Set down the line that contains "the white tent" and every line after it to the end of the entries, exactly as they stand and nothing more.

- **GIVEN DATA**:

= = = =

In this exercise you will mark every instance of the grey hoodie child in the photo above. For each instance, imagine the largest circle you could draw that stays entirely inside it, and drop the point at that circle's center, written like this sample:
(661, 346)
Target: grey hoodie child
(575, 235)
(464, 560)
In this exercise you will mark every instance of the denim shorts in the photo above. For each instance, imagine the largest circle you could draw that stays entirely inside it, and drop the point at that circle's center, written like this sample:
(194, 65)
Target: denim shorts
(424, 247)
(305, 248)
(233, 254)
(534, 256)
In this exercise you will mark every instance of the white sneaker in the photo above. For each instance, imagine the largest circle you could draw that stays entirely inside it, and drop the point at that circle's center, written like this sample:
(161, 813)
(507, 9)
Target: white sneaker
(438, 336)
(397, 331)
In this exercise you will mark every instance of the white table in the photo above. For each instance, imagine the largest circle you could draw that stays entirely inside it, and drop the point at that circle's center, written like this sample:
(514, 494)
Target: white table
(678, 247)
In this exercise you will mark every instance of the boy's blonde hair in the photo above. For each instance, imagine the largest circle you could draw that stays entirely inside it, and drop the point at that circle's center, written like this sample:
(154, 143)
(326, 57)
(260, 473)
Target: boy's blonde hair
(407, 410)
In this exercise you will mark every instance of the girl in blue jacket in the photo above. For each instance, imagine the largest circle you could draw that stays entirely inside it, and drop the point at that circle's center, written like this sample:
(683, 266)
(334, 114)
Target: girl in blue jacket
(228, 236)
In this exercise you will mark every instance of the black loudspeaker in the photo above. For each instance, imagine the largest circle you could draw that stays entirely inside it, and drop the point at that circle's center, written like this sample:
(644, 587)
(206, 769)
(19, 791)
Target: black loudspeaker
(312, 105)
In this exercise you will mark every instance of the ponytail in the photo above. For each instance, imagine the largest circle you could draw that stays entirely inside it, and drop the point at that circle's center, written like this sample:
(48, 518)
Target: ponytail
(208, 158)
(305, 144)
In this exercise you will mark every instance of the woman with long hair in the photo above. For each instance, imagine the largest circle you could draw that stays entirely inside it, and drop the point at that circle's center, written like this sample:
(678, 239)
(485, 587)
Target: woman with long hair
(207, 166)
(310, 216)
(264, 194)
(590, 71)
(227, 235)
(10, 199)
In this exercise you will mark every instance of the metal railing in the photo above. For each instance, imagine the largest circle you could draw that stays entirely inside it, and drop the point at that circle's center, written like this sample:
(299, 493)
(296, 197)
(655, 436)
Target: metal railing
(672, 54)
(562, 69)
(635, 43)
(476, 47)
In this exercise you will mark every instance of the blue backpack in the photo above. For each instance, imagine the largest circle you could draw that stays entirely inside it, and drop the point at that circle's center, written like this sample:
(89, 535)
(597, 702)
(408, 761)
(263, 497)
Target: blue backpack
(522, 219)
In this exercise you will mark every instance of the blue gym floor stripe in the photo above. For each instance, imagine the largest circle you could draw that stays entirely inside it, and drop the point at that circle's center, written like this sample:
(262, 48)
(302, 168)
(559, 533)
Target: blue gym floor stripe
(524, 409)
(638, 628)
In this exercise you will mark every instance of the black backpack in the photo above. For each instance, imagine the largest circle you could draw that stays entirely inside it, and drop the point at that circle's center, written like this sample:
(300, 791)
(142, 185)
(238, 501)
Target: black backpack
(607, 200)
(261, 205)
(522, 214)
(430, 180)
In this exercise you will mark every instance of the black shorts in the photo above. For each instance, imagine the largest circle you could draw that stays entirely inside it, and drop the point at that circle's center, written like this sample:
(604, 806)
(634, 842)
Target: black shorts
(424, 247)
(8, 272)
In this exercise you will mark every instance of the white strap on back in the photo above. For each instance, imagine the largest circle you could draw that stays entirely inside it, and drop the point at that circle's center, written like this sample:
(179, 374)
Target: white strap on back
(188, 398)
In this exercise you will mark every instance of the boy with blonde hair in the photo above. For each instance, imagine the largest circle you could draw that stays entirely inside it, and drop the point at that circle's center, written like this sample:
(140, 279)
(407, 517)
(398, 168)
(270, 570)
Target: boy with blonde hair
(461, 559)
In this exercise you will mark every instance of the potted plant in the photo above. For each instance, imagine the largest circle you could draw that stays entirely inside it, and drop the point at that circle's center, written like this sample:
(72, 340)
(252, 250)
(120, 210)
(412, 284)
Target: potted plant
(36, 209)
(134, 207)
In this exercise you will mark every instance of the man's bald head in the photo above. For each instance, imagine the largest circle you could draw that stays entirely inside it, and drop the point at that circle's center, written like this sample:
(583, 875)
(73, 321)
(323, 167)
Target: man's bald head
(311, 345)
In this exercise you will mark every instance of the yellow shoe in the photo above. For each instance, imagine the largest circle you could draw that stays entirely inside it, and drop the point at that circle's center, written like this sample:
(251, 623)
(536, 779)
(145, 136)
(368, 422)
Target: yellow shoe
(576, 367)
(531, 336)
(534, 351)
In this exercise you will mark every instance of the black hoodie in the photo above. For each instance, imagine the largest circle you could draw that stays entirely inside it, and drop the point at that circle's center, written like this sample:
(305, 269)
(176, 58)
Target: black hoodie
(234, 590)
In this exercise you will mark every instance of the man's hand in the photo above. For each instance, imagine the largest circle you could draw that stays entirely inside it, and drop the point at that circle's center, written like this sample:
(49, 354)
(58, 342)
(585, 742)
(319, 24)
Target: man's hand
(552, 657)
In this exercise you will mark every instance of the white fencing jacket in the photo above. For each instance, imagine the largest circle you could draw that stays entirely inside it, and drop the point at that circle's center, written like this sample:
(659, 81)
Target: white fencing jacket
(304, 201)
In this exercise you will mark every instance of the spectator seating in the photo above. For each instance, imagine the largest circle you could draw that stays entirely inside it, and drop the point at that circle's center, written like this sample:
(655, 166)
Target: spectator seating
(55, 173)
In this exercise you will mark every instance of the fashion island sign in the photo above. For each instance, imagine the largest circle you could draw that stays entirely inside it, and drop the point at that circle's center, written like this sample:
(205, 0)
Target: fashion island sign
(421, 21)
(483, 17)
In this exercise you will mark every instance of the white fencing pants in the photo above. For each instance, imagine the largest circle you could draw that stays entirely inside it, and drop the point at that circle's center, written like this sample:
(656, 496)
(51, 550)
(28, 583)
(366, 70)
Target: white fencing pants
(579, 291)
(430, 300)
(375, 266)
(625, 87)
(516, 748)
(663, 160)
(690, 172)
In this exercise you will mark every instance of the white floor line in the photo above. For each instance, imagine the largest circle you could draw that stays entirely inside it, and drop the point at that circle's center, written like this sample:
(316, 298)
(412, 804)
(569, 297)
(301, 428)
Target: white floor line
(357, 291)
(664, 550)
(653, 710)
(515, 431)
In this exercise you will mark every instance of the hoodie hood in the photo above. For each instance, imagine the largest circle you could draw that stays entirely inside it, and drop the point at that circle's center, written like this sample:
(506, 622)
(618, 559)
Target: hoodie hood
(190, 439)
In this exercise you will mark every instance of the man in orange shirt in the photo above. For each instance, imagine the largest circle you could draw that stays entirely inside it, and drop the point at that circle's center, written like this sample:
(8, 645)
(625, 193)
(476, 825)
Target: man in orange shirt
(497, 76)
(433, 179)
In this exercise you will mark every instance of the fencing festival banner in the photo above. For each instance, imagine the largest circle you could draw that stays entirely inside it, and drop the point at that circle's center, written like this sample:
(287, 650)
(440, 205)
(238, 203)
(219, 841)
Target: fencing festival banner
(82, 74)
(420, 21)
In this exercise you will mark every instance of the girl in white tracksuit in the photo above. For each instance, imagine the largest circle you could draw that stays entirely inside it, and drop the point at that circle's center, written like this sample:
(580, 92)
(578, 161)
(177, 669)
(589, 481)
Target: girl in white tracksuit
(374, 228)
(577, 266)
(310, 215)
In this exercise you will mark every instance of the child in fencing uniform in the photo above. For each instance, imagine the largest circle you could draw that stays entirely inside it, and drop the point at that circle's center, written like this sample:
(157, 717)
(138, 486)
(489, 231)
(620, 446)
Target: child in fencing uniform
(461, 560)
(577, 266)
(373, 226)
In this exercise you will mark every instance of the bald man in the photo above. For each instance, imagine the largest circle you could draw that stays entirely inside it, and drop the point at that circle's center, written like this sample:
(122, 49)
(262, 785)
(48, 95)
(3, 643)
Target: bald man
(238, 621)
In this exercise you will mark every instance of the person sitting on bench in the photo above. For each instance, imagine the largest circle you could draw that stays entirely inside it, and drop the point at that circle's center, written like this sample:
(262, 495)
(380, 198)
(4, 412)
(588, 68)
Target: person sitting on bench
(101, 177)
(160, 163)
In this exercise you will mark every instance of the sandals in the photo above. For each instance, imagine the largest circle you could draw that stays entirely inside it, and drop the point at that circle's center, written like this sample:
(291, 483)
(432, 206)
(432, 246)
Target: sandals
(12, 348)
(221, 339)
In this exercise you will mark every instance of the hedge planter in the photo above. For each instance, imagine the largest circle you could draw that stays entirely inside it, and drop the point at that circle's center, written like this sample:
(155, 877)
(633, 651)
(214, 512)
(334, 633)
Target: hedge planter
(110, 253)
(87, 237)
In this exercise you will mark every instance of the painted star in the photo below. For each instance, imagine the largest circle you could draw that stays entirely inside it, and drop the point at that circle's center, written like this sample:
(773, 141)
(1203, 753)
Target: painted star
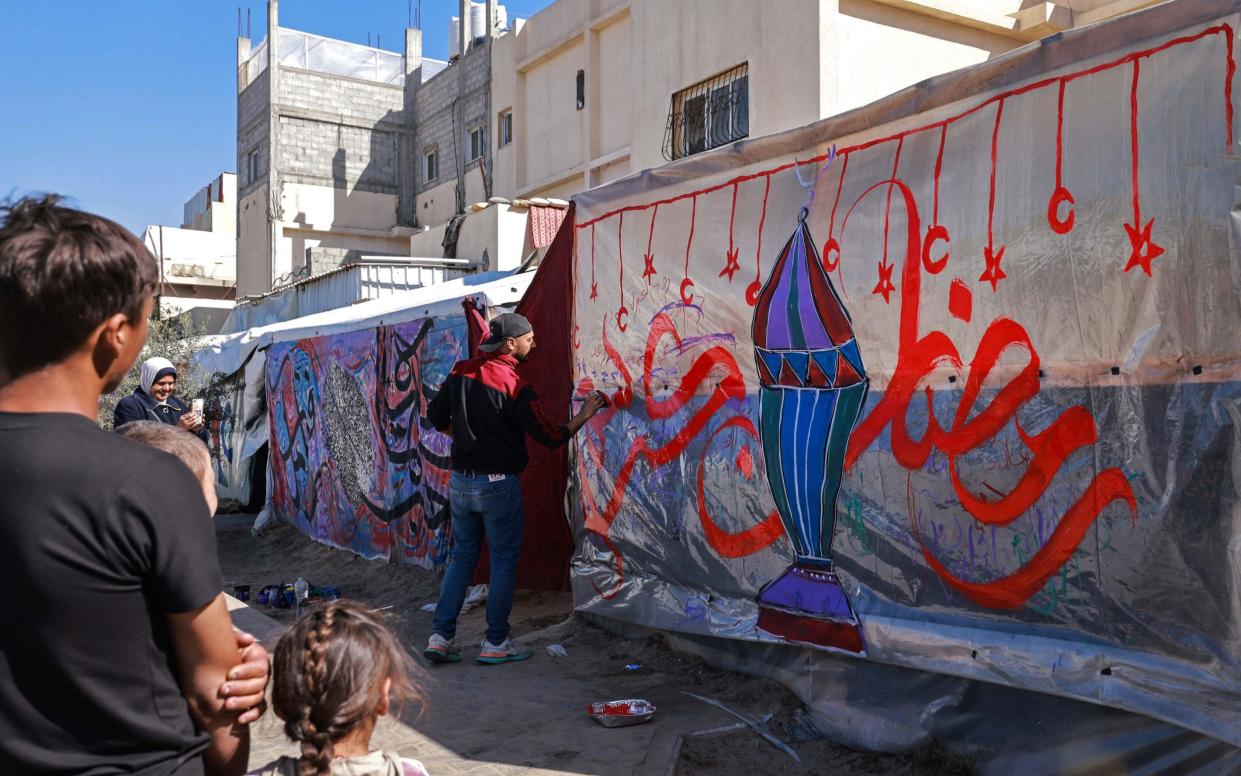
(1144, 248)
(649, 270)
(731, 265)
(993, 273)
(885, 282)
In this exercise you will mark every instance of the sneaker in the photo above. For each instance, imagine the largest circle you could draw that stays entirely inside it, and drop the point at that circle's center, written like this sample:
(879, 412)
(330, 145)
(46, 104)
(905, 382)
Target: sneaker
(506, 652)
(439, 649)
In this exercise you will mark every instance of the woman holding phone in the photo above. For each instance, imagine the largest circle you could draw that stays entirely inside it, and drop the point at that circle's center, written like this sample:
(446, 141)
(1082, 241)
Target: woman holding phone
(154, 400)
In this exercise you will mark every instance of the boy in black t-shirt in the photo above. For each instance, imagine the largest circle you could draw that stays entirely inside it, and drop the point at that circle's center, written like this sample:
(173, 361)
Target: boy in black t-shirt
(117, 653)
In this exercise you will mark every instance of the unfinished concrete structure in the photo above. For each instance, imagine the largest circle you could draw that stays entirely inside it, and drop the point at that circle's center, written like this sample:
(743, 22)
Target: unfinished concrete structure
(199, 258)
(324, 154)
(590, 91)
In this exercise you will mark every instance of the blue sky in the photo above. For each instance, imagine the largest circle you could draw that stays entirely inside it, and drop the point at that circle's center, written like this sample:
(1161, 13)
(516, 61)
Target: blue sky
(130, 106)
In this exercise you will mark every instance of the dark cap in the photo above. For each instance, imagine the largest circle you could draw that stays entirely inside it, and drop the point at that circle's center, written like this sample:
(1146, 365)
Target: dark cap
(504, 327)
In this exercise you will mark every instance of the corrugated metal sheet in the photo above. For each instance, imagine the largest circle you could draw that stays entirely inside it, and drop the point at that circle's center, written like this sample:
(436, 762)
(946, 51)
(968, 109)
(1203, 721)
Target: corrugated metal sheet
(334, 289)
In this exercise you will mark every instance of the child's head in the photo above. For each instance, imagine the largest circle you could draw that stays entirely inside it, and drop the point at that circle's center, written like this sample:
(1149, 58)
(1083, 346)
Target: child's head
(181, 443)
(72, 284)
(335, 672)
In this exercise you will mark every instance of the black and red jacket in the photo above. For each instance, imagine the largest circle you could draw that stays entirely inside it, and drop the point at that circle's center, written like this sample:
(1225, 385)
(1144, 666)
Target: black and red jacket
(490, 410)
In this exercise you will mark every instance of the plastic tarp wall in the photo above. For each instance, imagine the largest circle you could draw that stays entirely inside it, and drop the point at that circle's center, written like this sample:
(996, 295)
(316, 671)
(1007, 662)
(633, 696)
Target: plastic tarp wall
(237, 396)
(353, 461)
(949, 384)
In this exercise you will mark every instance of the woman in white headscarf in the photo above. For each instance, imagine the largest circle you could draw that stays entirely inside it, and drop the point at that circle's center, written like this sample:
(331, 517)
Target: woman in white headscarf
(153, 400)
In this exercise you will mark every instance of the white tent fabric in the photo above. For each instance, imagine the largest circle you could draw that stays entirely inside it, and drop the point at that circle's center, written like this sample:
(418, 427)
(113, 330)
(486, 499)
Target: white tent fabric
(226, 354)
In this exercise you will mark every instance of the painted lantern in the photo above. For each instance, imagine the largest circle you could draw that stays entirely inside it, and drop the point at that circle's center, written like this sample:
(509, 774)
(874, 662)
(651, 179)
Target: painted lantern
(812, 388)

= = = =

- **SOLUTION**:
In this exercise you will mark every instance of the white tent fabric in the photo above. For each instance, imagine the largest circle you could draw that stays entirely inside it, and drop the point at that circle's center, written like this sample:
(418, 427)
(113, 330)
(486, 499)
Target: white tent fabric
(226, 354)
In this exercise you will mark every instance of the painted lantern in the photo above. For each instance, imagine the largest circle you could draw that stays entirely inside it, and drop the point at that circle's center, written like this sample:
(509, 774)
(874, 662)
(651, 179)
Target: painted lantern
(812, 388)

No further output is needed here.